▶ Work task
Copy, from the data below, every line that has "locates" in it.

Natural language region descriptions
____________

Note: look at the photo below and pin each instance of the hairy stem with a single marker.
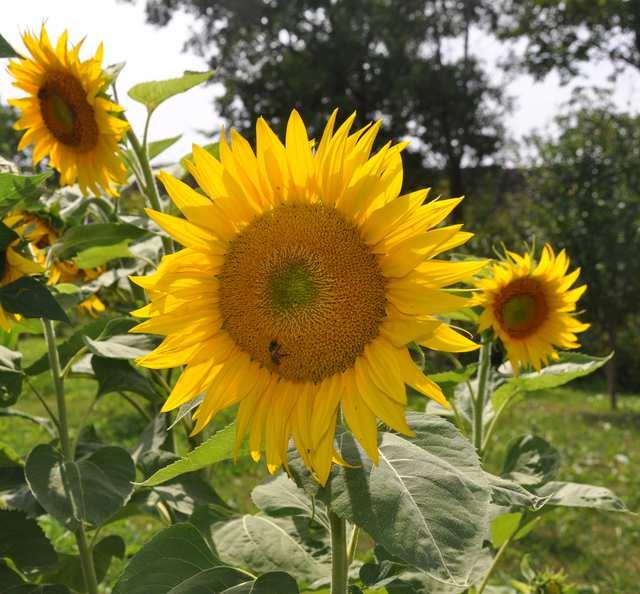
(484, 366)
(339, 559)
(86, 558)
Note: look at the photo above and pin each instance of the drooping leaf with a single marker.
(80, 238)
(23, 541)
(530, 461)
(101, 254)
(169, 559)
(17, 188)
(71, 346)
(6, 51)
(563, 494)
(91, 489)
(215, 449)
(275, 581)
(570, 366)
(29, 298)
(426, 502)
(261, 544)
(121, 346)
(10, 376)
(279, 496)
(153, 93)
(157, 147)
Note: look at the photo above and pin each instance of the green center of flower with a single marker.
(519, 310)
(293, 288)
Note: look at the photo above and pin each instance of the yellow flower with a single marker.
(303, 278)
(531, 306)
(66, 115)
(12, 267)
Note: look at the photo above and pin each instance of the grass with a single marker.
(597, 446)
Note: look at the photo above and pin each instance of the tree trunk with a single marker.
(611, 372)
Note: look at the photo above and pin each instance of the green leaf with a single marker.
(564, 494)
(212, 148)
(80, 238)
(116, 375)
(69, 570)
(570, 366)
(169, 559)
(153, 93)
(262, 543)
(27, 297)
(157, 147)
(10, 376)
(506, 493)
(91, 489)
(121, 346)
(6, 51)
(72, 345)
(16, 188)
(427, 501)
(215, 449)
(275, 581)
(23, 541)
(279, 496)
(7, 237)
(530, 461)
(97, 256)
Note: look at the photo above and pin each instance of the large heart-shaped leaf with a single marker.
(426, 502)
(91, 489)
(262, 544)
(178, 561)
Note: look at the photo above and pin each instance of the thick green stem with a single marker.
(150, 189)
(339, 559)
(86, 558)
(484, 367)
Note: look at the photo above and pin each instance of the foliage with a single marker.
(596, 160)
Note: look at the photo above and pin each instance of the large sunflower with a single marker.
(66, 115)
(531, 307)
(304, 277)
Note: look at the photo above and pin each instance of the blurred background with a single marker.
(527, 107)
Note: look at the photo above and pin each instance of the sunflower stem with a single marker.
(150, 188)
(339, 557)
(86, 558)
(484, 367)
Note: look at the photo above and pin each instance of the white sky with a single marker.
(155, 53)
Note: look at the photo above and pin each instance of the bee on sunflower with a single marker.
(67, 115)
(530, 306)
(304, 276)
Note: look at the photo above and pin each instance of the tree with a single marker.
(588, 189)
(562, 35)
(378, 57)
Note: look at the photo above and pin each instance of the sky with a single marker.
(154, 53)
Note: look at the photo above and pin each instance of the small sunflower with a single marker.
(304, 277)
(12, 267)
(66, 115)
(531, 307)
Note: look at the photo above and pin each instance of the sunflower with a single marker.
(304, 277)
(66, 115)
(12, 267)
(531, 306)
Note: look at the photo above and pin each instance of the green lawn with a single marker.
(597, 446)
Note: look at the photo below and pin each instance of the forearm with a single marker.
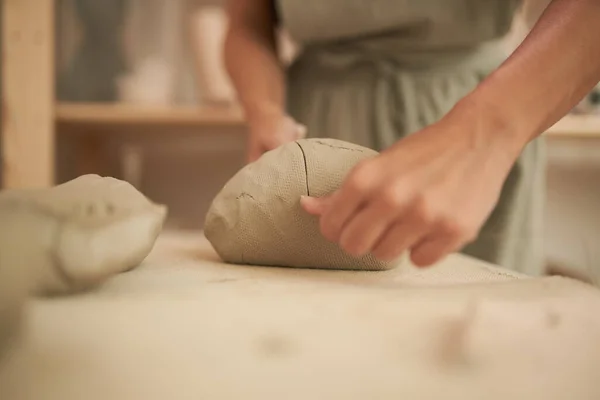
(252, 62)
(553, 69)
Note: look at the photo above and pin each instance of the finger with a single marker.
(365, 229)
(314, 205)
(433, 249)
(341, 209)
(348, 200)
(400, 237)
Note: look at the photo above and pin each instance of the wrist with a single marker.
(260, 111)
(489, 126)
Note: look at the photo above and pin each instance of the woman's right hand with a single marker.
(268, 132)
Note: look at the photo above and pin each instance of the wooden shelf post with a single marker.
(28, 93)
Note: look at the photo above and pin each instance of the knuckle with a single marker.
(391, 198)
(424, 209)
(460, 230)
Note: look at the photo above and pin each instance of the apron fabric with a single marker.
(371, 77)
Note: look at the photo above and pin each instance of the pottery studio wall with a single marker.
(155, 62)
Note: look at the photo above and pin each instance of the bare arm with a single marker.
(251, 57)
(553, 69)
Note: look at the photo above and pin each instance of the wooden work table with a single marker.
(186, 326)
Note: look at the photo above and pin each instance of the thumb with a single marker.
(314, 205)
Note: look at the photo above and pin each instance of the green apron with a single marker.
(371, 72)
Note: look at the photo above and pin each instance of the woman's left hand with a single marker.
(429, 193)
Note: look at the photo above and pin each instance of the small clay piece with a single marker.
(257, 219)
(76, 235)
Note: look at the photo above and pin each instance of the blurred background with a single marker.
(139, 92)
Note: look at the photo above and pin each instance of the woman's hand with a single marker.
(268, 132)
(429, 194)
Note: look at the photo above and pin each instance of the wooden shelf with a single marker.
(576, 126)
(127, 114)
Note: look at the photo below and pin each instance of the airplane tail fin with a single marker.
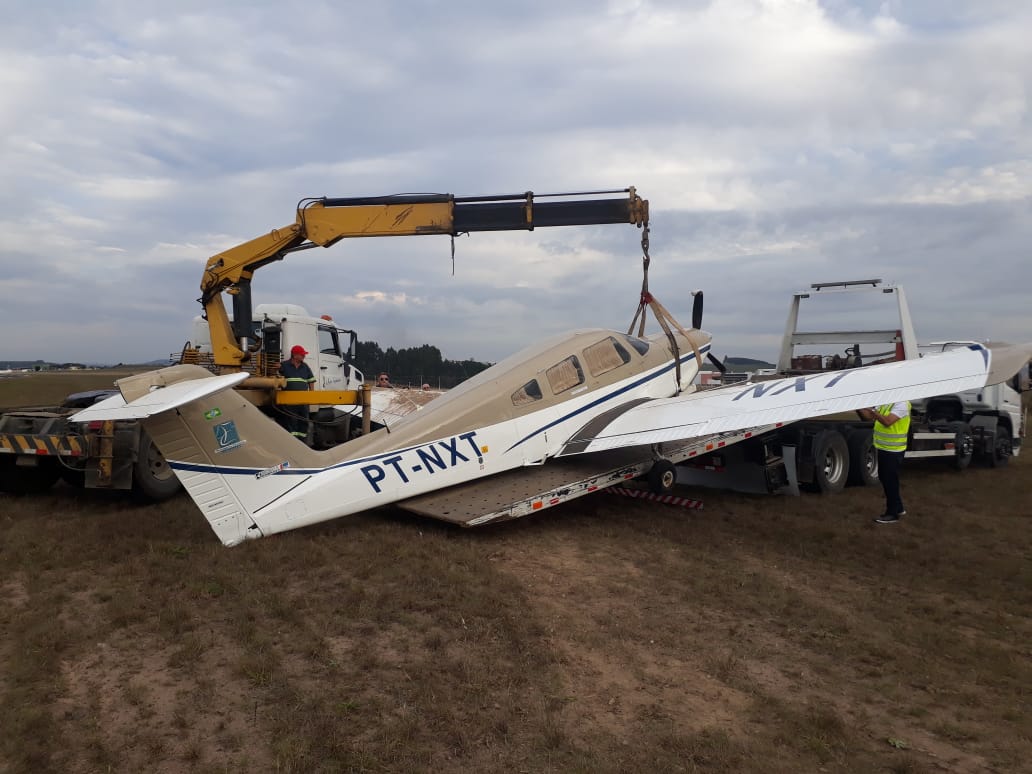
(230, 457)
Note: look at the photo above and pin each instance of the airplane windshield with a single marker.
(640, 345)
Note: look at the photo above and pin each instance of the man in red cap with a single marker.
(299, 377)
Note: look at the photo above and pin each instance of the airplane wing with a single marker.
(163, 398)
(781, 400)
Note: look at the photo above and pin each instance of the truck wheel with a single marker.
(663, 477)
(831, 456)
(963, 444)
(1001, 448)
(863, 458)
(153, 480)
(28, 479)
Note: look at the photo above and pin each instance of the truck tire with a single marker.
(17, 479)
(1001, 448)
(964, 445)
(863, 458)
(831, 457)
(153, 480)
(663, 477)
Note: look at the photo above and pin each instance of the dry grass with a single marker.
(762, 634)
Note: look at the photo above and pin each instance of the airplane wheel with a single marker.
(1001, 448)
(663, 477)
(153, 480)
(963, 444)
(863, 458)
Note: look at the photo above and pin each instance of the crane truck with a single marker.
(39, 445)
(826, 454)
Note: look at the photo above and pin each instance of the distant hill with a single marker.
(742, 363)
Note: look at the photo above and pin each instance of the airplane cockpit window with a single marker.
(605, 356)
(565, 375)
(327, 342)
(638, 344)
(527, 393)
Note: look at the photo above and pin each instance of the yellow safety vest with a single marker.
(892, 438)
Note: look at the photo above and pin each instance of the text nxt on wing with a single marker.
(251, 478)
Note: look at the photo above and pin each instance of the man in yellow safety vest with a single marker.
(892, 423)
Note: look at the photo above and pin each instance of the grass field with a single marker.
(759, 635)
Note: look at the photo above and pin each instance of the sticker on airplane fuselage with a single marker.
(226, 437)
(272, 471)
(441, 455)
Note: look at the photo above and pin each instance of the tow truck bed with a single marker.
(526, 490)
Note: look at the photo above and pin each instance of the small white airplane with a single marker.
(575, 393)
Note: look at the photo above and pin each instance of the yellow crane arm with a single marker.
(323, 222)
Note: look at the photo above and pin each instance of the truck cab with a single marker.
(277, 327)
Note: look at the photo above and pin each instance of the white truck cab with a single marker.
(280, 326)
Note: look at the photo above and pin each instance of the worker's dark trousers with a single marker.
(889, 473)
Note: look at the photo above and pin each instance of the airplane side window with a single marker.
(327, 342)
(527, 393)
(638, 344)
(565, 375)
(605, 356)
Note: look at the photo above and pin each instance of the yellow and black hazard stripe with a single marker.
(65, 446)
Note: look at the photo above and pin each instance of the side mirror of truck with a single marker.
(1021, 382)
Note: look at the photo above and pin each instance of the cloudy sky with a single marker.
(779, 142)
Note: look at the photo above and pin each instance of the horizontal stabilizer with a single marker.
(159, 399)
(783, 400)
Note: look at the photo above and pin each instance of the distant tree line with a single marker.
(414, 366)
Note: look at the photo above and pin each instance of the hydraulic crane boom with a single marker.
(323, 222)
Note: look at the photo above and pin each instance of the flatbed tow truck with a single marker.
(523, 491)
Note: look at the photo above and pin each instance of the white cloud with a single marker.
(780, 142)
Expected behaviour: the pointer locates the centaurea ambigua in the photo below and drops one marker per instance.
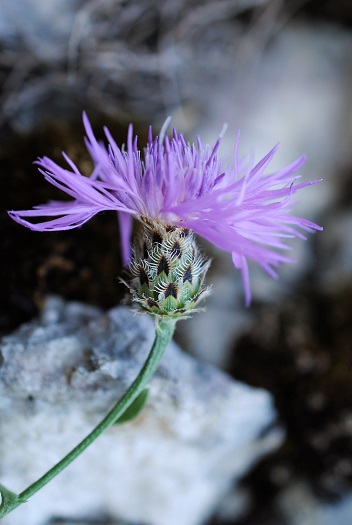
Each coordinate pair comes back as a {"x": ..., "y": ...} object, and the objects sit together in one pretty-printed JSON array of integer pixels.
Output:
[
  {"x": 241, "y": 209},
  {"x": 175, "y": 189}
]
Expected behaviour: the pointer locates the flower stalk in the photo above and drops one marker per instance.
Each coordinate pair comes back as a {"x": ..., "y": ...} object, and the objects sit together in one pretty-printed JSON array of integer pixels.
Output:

____________

▶ Result
Expected behaviour: the pointer locates the centaurea ambigua in the photo below and drops one marker per instance.
Expected behaviour: the pointer locates the flower stalk in the photo above and drops one marker per instance.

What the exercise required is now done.